- _СТАТЬЯ_:
У Немцова-губернатора был бешеный рейтинг. Он нравился Борису Ельцину, и «дедушка» посматривал в его сторону как на потенциального преемника. В начале 1996-го, когда у Бориса Николаевича рейтинг стремился к нулю, а у его оппонентов Зюганова и Жириновского оставался как минимум устойчивым, Егор Гайдар ездил в Нижний Новгород к Борису Немцову уговаривать его выдвигаться в президенты.
Немцов категорически отказывался, говорил, что ему в Москве так нехорошо, что «начинает болеть живот». Потом в столицу его все-таки вытащили, чуть ли не силком, тогда уговаривать его моталась в Нижний лично дочь президента Татьяна Дьяченко. И весной 1997 года Борис Немцов стал вице-премьером в правительстве «младореформаторов». Где и сжег свою харизму и спалил свой рейтинг.
Запомнилось пересаживание чиновников на «Волги», а вообще говоря, тогда они с Анатолием Чубайсом подготовили программу структурных реформ, которая не реализована до сих пор, что стоило в результате стране нынешнего спада и депрессии в экономике. В частности, Немцов лично готовил указ о реформе естественных монополий. В итоге эти «противоестественные монополии», не будучи реформированными, доедают остатки конкурентного экономического потенциала страны.
А рейтинг вице-премьера добили господа олигархи, не простившие Чубайсу и Немцову честного аукциона по продаже «Связьинвеста» и ставшие валить правительство «младореформаторов» с помощью беспрецедентной по масштабу информационной войны.
Кстати, на «Волги» было бы неплохо пересадить и нынешних чиновников. В рамках экономии бюджетных средств. И кампании по воспитанию патриотизма.
Немцов был очень хорошим управленцем. Совещания вел жестче и четче нынешних государственных начальников, с очень внятным целеполаганием. Что, впрочем, не спасло партийный проект либералов СПС, который он возглавил.
После поражения либералов в 2003 году, ареста Михаила Ходорковского и окончательной смены курса власти Немцов принимал участие в попытках реанимации партии, но потом честно констатировал: «Выбирая между политической проституцией и смертью, мы выбрали смерть». Именно тогда Немцов перестал носить галстуки. И превратился из полуполитика-получиновника, из «провинциала в Москве» в «бунтаря». Кажется, в первый раз его повязали в Питере в 2007-м на «Марше несогласных». И пошло-поехало…
Не состоялся президент. Был вышвырнут из легальной политики настоящий политик. А потом его убили. Биография Немцова словно отмеряла отрезки деградации российской политики, веху за вехой.
Если у смерти есть масштаб, а он измеряется историей, не сегодняшним отношением к событию, то кончина Немцова сопоставима со смертью другого человека, изменившего Россию, – Егора Гайдара.
После таких смертей и политических убийств в странах меняются мозги людей, разворачивается политическая ситуация, даже политика властей. Уверен, что у нас будет не так. У нас – тефлоновое, агрессивное и парадоксальным образом одновременно индифферентное ко всему общество. Не изменится ничего. В том числе и та атмосфера в государстве, которая и привела к убийству Немцова, «национал-предателя», никуда не уезжавшего из страны и остававшегося ее едва ли не последним искренним и неравнодушным политиком.

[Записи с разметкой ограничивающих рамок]
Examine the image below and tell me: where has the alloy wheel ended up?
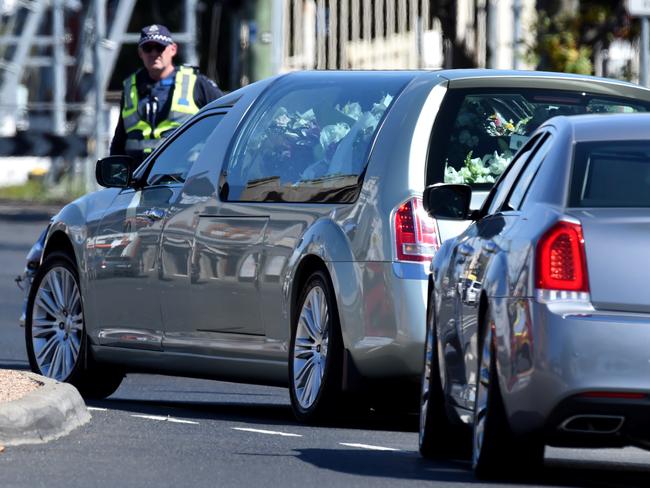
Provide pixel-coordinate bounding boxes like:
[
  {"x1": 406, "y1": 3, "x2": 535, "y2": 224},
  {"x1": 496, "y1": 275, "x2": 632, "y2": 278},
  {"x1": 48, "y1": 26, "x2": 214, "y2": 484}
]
[
  {"x1": 419, "y1": 316, "x2": 434, "y2": 446},
  {"x1": 31, "y1": 266, "x2": 84, "y2": 381},
  {"x1": 472, "y1": 325, "x2": 492, "y2": 466},
  {"x1": 293, "y1": 286, "x2": 330, "y2": 410}
]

- _ЗАДАНИЯ_:
[1] Когда, по словам статьи о Немцове, он стал вице-премьером?
[2] Перескажите короче абзац статьи о Немцове, который начинается словами «После поражения либералов в 2003 году», сохранив его главные факты.

- _ОТВЕТЫ К ЗАДАНИЯМ_:
[1] Весной 1997 года.

[2] После поражения либералов в 2003 году, ареста Михаила Ходорковского и окончательной смены курса власти Немцов участвовал в попытках возродить партию. Затем он признал, что, выбирая между политической проституцией и смертью, они выбрали смерть. Тогда он перестал носить галстуки и из «провинциала в Москве» превратился в «бунтаря». Кажется, впервые его задержали в Петербурге в 2007 году на «Марше несогласных».